Do this = Rewrite the material below so that each instance of "field log" reads "scouting report" instead. Keep every other word and mark unchanged.

Items from a data source =
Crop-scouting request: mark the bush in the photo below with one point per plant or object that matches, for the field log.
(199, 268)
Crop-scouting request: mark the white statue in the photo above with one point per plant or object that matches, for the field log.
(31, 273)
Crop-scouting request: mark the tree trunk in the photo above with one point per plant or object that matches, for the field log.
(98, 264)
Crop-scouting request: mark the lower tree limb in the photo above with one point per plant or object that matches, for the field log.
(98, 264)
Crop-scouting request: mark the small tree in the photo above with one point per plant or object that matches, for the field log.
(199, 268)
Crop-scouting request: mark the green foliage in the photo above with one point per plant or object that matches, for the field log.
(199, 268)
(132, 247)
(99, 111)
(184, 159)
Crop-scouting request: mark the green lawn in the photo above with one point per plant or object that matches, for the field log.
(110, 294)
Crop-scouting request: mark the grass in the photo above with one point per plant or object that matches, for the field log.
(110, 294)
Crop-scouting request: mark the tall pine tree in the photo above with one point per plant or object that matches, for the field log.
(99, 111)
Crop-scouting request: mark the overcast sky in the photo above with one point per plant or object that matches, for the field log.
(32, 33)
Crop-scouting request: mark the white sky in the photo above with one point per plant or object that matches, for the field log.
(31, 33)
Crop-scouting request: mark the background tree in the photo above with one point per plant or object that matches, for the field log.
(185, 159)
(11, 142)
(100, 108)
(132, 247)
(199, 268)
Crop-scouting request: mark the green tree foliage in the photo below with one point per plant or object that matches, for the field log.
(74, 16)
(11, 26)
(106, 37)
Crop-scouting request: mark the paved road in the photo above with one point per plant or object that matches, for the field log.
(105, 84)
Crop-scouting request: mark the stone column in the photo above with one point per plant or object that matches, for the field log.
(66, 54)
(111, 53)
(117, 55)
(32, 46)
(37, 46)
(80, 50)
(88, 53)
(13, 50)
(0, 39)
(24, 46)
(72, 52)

Written response =
Crop-scouting request: mark the bush in the photo below with one point per plant or object that matches, for the scouting report.
(199, 268)
Crop-scouting request: mark the white statue in the photo above with one point per plant or object that matches, for the scouting report.
(31, 273)
Crop-scouting request: mark the tree trunk in the photo above with one point per plant or object that matches, for the scouting report.
(98, 264)
Crop-scouting request: mark the lower tree limb in the photo above with one point per plant or object that matches, for the scouting report.
(98, 264)
Crop-scouting request: mark the small tree in the photo above with one point per plant or object that matches, for the scouting report.
(199, 268)
Crop-scouting request: mark the green foliage in the photo above with one point per plant or object that matches, for the scouting report.
(199, 268)
(132, 247)
(99, 111)
(184, 159)
Crop-scouting request: mark the green lawn in the photo above with one point per plant or object that matches, for the scouting report.
(110, 294)
Crop-scouting request: mark the grass in the photo above with one point per plant or object that matches, for the scouting report.
(110, 294)
Crop-scouting request: mark the tall pine tree in the photo above with one point per plant or object that matches, for the scouting report.
(99, 111)
Crop-scouting request: mark the overcast sky in the photo above with one point per plant or object that matches, for the scouting report.
(32, 33)
Crop-scouting request: mark the white sky in the photo above with one point per plant or object that matches, for the scouting report.
(31, 33)
Crop-scouting request: mark the background tree in the photo above with one point per plant or object that matches, for the scouting report.
(185, 159)
(11, 142)
(100, 108)
(132, 247)
(199, 268)
Crop-scouting request: mark the green tree foliage in the photo below with one point per plant or object that matches, for the scouting report.
(74, 16)
(11, 26)
(106, 37)
Crop-scouting request: mark the paved road in the photo above with one point per plant or object that matches, for the scouting report.
(105, 84)
Crop-scouting request: mark the stone column in the photo above with one point per plant or object that matches, for the scouting report.
(66, 54)
(111, 53)
(117, 55)
(32, 46)
(37, 46)
(80, 50)
(88, 53)
(13, 50)
(0, 39)
(24, 46)
(72, 52)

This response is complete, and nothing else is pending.